╔══

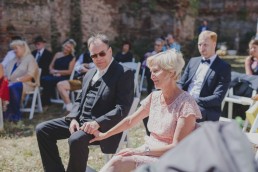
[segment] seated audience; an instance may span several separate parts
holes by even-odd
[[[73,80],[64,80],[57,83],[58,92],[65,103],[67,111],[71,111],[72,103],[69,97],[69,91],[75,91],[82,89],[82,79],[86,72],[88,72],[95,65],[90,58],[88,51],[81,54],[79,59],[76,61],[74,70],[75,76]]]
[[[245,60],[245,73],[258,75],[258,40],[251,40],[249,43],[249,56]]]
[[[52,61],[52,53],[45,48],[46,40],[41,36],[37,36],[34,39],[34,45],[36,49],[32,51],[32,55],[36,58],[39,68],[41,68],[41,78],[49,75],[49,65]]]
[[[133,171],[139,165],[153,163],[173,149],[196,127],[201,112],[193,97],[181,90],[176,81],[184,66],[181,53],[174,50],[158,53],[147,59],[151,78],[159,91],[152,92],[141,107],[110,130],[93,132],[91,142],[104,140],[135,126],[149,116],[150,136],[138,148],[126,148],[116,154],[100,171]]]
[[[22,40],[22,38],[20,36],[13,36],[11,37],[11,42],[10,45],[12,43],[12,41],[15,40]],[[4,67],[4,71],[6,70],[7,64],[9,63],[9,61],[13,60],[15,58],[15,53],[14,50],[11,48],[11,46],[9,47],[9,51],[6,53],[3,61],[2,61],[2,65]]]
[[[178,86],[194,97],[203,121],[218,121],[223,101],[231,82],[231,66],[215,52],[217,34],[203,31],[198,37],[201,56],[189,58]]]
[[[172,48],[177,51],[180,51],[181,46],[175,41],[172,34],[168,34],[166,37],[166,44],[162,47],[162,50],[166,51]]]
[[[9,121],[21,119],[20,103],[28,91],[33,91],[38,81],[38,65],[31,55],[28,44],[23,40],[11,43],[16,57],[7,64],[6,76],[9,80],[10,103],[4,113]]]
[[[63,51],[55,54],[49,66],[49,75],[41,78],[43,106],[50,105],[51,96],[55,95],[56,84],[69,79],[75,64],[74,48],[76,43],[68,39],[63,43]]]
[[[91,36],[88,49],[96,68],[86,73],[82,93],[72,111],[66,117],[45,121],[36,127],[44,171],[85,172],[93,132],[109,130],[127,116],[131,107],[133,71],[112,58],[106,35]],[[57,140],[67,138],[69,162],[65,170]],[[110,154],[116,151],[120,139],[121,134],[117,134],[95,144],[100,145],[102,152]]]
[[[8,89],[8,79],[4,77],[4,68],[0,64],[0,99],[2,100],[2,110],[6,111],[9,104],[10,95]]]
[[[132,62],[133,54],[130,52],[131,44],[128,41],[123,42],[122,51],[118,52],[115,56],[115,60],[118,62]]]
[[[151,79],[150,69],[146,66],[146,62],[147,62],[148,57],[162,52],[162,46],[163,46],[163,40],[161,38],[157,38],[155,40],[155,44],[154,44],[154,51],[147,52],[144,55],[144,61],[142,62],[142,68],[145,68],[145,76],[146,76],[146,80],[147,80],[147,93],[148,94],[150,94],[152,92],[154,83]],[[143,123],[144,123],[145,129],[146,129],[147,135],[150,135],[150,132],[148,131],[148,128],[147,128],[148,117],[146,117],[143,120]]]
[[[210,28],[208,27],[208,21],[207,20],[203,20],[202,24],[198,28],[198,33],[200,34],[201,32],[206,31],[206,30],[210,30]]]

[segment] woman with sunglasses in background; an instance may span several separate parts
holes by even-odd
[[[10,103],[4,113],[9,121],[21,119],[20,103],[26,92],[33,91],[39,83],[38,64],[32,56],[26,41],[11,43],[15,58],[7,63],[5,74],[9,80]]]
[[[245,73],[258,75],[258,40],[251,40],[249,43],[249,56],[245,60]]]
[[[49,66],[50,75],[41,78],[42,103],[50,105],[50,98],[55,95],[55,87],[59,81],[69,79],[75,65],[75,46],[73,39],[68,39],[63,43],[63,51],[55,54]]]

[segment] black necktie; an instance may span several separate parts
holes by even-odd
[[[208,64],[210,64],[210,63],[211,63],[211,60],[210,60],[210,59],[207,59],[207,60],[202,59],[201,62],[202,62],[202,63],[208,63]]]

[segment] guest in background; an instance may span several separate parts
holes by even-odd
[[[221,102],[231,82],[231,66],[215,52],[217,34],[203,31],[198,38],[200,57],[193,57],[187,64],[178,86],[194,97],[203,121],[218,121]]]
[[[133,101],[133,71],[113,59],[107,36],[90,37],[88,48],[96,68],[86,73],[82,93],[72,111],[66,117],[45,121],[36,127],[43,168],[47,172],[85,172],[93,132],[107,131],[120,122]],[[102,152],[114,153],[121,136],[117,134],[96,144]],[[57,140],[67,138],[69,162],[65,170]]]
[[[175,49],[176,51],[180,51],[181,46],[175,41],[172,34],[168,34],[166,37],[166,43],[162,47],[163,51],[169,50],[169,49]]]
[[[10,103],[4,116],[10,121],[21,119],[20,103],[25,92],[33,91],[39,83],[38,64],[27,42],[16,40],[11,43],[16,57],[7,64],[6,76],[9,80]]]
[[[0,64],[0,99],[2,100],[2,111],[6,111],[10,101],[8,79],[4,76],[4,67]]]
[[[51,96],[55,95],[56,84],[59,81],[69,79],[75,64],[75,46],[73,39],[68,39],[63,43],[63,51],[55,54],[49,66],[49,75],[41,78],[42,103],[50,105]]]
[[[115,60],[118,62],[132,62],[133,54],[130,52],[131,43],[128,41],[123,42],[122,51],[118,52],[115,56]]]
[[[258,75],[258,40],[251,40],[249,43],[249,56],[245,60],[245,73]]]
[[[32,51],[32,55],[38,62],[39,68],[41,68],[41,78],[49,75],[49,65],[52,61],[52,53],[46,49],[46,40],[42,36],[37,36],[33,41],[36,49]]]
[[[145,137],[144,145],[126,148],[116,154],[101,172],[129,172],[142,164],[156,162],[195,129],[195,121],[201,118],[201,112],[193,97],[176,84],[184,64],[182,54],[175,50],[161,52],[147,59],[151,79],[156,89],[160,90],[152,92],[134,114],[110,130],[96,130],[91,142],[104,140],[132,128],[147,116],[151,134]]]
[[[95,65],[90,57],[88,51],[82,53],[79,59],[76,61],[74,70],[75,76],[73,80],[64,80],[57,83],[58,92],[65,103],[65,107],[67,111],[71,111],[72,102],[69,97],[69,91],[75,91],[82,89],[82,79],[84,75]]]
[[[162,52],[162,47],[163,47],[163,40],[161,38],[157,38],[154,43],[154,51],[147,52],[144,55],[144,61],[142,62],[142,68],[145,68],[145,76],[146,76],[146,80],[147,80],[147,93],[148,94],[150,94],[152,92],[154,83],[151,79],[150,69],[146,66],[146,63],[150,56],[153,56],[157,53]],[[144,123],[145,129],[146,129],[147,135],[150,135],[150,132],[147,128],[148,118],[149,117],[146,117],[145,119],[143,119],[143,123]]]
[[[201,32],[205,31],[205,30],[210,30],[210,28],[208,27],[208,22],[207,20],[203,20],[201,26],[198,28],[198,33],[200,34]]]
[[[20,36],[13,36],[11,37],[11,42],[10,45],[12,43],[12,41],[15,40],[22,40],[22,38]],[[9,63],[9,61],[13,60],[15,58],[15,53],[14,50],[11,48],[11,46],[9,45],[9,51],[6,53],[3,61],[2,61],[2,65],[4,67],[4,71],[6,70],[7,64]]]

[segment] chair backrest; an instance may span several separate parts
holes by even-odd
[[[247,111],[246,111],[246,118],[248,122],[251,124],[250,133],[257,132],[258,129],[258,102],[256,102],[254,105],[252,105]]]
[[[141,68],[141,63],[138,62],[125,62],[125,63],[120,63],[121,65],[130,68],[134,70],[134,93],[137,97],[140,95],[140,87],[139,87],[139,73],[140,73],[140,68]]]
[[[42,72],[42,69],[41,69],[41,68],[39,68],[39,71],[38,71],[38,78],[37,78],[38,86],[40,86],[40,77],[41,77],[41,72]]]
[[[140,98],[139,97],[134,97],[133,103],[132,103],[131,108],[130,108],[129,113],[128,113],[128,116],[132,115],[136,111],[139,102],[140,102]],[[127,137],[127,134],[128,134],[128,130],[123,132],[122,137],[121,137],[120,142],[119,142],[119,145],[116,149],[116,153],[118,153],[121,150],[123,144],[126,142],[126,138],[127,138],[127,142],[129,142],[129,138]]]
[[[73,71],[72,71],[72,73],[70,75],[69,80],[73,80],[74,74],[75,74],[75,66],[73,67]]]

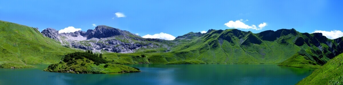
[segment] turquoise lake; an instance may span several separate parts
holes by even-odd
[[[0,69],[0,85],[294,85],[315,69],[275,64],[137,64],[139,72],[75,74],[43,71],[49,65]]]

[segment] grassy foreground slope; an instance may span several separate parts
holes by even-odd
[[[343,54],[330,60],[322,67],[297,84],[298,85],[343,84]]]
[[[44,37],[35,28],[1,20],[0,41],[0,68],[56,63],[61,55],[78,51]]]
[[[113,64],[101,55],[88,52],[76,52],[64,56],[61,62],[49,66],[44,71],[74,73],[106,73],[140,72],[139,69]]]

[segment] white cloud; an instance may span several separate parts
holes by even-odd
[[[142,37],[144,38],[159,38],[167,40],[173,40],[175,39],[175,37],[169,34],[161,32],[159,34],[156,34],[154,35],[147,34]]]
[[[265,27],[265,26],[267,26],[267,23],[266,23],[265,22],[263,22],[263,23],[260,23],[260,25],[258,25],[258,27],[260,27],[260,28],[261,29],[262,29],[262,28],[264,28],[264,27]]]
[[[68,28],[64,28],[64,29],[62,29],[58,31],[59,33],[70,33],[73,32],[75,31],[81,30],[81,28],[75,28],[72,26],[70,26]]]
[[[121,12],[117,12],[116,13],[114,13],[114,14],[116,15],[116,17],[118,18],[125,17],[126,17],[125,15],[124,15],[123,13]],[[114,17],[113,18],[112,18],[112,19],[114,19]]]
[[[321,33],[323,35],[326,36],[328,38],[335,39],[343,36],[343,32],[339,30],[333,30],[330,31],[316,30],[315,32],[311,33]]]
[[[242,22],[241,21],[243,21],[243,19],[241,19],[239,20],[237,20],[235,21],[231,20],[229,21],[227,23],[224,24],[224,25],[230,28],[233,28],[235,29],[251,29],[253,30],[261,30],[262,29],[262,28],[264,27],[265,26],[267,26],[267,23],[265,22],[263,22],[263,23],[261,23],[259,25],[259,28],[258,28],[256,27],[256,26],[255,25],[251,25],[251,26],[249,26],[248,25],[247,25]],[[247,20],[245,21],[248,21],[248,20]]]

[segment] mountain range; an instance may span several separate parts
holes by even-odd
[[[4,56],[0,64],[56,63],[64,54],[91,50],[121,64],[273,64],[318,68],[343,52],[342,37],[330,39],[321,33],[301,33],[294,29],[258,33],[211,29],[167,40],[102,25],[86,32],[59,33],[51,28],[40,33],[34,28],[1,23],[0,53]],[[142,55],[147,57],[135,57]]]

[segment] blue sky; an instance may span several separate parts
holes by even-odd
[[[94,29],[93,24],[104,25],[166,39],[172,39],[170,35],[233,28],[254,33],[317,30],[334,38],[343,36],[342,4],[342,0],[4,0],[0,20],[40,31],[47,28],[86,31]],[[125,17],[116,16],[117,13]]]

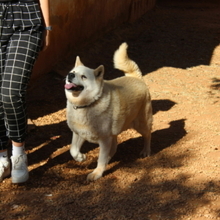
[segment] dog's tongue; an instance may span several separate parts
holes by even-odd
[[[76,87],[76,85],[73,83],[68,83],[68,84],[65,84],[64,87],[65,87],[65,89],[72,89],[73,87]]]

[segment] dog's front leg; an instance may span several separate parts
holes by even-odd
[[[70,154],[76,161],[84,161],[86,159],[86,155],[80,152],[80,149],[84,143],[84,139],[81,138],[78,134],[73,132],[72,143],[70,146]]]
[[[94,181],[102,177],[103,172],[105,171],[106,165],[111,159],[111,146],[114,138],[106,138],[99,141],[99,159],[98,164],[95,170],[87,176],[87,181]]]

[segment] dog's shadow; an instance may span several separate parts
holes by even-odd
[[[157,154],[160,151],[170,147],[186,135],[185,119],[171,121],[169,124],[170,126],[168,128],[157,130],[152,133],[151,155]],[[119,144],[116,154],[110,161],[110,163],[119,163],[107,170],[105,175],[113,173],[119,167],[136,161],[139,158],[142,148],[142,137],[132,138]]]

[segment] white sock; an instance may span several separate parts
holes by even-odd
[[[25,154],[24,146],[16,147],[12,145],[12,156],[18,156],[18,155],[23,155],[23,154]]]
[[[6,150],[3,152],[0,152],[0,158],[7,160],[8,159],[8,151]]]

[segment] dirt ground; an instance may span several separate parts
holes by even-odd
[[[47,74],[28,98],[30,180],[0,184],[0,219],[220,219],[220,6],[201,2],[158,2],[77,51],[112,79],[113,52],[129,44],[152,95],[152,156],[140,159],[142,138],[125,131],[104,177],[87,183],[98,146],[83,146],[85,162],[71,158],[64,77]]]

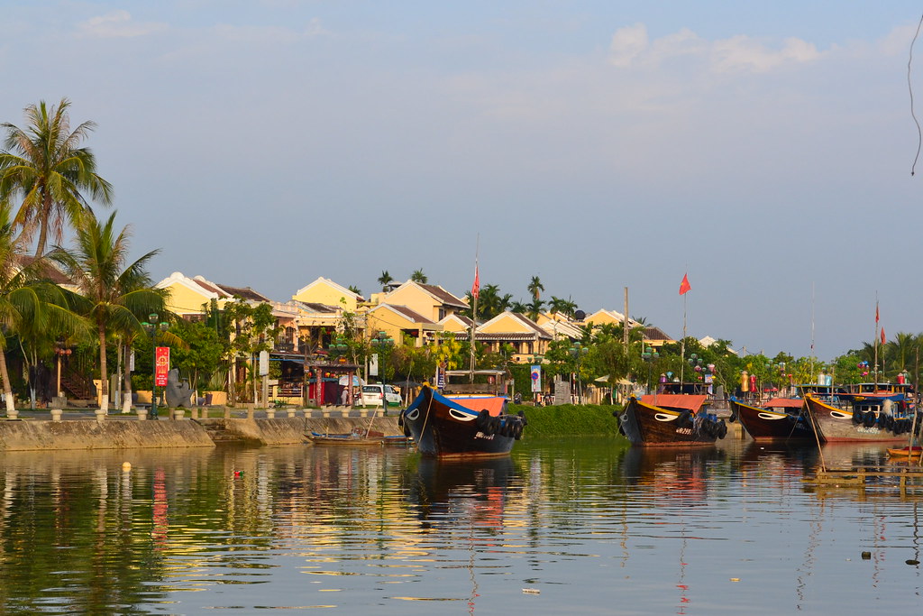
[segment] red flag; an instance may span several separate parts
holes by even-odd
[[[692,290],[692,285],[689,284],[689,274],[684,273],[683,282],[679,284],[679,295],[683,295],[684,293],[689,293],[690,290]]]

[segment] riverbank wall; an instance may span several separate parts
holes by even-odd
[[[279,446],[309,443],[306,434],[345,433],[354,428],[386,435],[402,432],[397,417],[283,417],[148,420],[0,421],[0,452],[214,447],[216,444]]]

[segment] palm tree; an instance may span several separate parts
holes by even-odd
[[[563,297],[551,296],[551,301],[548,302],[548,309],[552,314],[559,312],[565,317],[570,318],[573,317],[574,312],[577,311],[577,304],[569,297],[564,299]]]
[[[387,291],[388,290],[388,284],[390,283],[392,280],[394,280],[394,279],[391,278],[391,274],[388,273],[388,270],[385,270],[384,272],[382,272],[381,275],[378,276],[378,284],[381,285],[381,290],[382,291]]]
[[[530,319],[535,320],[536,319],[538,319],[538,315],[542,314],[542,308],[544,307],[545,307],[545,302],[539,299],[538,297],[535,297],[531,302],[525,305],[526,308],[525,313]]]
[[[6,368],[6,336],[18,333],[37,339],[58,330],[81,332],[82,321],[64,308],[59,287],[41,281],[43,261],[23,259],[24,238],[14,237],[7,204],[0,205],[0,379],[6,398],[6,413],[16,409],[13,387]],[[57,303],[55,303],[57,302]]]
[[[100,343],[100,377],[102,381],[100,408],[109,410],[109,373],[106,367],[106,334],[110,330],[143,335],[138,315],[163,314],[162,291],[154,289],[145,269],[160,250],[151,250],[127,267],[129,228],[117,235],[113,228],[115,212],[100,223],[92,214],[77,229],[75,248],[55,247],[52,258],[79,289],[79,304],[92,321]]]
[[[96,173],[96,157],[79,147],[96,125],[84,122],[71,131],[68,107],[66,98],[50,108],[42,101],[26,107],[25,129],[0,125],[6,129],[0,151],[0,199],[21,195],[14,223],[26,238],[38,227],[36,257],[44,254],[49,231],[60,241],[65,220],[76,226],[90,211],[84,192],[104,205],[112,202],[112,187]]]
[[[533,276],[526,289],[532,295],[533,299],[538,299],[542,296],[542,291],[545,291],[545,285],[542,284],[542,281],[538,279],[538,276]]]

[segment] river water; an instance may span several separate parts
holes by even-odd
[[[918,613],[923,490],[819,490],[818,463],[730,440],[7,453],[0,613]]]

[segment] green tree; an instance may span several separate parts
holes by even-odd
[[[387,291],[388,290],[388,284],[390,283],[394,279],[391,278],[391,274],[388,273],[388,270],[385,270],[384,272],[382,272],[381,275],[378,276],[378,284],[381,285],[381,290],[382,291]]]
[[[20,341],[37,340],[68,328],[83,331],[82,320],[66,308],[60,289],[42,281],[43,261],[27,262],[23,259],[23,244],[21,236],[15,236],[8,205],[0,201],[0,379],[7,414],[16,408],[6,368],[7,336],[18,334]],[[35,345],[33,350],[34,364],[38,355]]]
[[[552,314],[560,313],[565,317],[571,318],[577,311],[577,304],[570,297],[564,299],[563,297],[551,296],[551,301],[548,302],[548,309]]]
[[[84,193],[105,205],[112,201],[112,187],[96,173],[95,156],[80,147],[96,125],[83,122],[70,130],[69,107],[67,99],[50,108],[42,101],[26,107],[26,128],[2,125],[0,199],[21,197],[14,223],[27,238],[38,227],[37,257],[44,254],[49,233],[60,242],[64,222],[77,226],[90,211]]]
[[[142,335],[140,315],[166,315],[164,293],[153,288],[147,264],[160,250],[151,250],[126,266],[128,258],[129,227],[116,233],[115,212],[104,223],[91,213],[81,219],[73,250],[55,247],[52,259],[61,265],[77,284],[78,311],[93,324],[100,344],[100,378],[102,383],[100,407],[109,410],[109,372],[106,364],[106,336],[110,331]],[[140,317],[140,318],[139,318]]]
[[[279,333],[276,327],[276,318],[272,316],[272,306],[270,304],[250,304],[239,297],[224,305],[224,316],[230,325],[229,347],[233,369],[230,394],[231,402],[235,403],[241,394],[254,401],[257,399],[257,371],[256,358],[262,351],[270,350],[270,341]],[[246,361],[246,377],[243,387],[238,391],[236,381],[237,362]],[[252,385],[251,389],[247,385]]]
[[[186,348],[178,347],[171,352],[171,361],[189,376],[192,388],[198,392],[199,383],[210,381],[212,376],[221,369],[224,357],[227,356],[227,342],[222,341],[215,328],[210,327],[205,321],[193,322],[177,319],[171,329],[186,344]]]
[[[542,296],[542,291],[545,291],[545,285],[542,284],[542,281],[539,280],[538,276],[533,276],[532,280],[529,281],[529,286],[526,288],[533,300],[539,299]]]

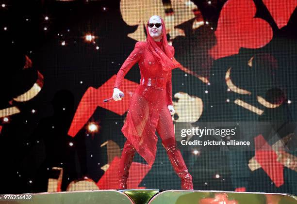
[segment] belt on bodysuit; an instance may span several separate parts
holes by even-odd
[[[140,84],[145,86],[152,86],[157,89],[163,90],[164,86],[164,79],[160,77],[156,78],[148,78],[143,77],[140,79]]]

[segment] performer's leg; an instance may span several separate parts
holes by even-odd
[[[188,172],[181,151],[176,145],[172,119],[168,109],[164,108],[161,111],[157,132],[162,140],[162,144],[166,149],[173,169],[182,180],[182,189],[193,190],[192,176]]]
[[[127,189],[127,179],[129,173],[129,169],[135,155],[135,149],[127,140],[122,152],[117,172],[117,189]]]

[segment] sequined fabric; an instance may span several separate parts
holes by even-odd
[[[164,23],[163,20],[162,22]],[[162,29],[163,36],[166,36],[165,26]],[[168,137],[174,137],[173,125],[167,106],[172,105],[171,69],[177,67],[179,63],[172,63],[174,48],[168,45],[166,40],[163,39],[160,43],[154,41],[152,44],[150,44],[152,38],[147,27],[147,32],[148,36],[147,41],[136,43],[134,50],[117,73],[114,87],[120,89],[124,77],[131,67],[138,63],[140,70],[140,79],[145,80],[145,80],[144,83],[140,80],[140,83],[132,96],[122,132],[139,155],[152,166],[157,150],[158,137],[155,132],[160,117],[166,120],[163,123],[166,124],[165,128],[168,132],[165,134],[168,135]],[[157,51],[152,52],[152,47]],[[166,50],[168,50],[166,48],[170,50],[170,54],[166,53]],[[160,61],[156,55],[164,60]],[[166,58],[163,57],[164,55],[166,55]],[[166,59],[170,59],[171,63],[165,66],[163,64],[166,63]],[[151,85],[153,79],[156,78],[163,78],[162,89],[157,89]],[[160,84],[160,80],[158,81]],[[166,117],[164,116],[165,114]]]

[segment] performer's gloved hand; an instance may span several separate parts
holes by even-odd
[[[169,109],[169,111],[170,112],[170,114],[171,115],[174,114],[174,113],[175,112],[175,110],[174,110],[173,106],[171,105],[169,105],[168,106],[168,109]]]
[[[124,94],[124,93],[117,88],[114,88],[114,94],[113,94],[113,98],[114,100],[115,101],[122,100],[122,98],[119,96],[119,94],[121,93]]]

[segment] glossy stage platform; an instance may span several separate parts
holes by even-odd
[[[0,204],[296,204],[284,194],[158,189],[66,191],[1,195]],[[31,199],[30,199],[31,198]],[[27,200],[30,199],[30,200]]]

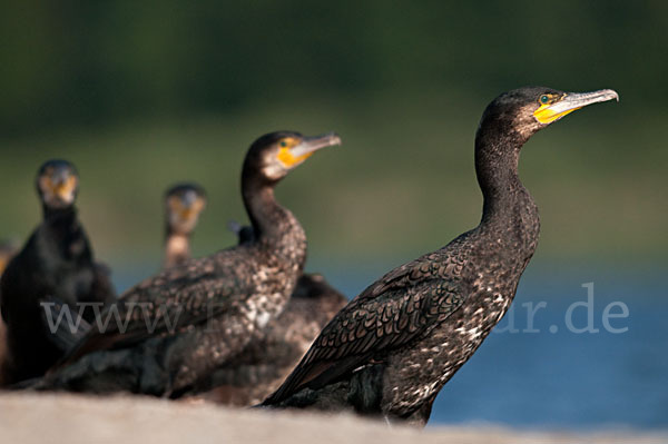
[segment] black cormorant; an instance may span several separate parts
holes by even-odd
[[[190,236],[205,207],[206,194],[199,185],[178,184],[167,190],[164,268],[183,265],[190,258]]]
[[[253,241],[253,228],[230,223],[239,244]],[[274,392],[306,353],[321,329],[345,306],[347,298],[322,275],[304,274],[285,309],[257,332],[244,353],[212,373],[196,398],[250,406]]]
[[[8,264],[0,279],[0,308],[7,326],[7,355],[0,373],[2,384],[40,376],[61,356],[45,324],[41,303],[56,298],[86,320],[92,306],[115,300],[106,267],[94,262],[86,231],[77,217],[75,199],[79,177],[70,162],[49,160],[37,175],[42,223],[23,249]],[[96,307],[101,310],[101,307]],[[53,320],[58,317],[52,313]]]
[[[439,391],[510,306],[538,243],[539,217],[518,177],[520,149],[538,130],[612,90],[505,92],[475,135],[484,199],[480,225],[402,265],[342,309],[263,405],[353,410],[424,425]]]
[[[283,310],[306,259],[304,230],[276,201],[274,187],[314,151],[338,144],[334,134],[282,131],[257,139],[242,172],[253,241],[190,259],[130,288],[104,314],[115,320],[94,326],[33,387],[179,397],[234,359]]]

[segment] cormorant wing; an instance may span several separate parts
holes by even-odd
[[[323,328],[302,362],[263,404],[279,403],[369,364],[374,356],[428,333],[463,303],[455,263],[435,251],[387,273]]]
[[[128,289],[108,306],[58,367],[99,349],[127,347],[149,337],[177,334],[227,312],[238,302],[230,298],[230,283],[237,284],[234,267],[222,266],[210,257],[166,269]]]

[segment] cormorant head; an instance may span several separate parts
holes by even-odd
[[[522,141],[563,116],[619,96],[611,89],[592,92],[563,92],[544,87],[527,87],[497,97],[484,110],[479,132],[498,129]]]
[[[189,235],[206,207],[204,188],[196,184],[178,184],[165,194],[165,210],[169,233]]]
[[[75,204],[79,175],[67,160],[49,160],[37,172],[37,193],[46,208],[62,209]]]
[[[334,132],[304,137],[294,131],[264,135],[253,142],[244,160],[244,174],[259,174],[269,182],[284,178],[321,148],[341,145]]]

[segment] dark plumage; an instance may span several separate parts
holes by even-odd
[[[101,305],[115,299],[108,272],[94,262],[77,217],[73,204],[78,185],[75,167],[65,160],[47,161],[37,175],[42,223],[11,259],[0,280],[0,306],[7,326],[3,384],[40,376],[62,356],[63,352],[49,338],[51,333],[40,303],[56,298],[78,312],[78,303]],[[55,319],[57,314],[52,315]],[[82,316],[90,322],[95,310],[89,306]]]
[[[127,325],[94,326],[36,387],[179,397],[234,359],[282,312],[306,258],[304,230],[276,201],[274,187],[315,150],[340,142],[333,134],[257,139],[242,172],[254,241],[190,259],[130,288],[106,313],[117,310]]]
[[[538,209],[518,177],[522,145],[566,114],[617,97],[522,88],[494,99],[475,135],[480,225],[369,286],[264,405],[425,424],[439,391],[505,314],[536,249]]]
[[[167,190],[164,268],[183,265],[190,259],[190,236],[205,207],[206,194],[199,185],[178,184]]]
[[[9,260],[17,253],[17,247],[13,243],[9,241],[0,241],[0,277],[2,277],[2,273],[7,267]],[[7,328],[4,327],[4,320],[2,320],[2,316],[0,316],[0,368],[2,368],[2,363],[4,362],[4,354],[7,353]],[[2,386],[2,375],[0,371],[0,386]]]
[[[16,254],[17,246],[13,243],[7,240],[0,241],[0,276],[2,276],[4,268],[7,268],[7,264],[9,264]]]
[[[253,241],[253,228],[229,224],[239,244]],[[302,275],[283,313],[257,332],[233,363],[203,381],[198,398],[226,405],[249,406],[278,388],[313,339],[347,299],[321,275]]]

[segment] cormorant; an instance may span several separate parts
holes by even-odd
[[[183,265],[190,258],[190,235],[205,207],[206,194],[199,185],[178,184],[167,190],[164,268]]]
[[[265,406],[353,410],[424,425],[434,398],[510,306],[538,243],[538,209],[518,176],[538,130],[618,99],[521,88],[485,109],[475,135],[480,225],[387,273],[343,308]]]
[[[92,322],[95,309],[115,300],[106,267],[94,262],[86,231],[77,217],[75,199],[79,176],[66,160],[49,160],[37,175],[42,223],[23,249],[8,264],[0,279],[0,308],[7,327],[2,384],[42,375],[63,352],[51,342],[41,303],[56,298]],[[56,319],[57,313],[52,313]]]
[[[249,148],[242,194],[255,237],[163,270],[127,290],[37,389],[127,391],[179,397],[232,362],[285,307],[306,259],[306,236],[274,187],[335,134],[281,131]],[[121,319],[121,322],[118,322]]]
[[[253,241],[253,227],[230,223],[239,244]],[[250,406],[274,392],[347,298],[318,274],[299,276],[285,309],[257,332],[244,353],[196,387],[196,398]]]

╚══

Goal>
Pick out every row above that contains the string "cormorant", where case counts, and copy each of those rows in full.

Exercise solution>
[segment] black cormorant; an instance may span several separate parts
[segment] cormorant wing; an instance may span several separate parts
[segment] cormorant head; an instance may span several separate parts
[segment] cormorant; an instance may span several separate parts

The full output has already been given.